== DATA SHOWN ==
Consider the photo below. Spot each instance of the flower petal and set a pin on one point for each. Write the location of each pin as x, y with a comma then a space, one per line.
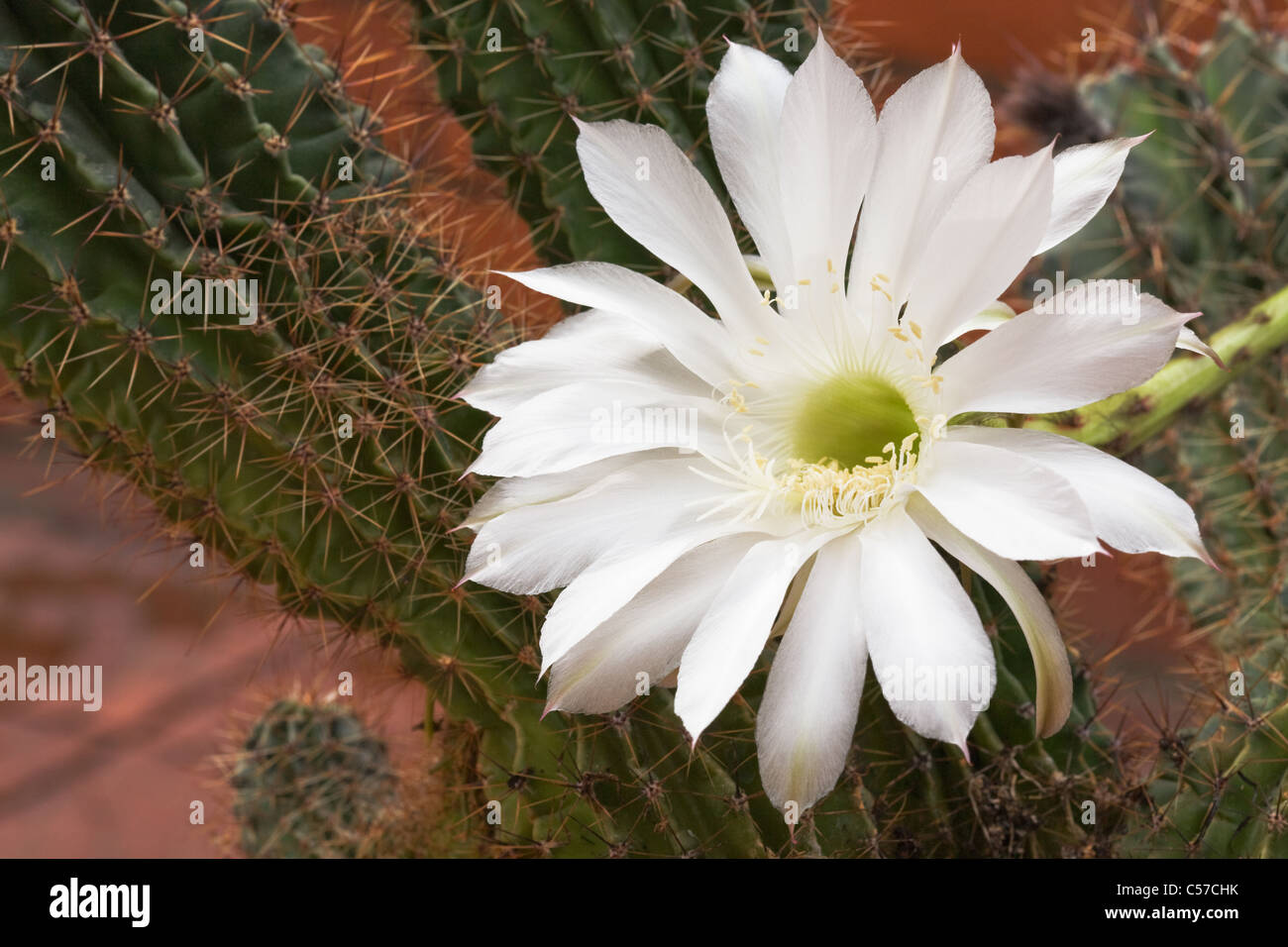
655, 193
927, 646
733, 631
1129, 509
581, 423
699, 343
533, 549
805, 722
743, 108
511, 492
647, 635
1050, 660
980, 245
1009, 504
1094, 341
591, 347
935, 132
827, 147
606, 586
1085, 176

== DESCRIPTION OF THE TASK ==
The answer should be the full material above, printed exactly, with no pictures in it.

== SOLUTION TO THIS TASK ==
Consider the photo below. Spot each instance of the flower petal and set a pin on one point for each. Write the location of each pin as x, y with a comma then a space, one per line.
655, 193
927, 646
733, 631
1129, 509
581, 423
699, 343
533, 549
805, 722
743, 108
511, 492
647, 635
1050, 660
980, 245
1009, 504
1094, 341
591, 347
935, 132
827, 147
606, 586
1085, 176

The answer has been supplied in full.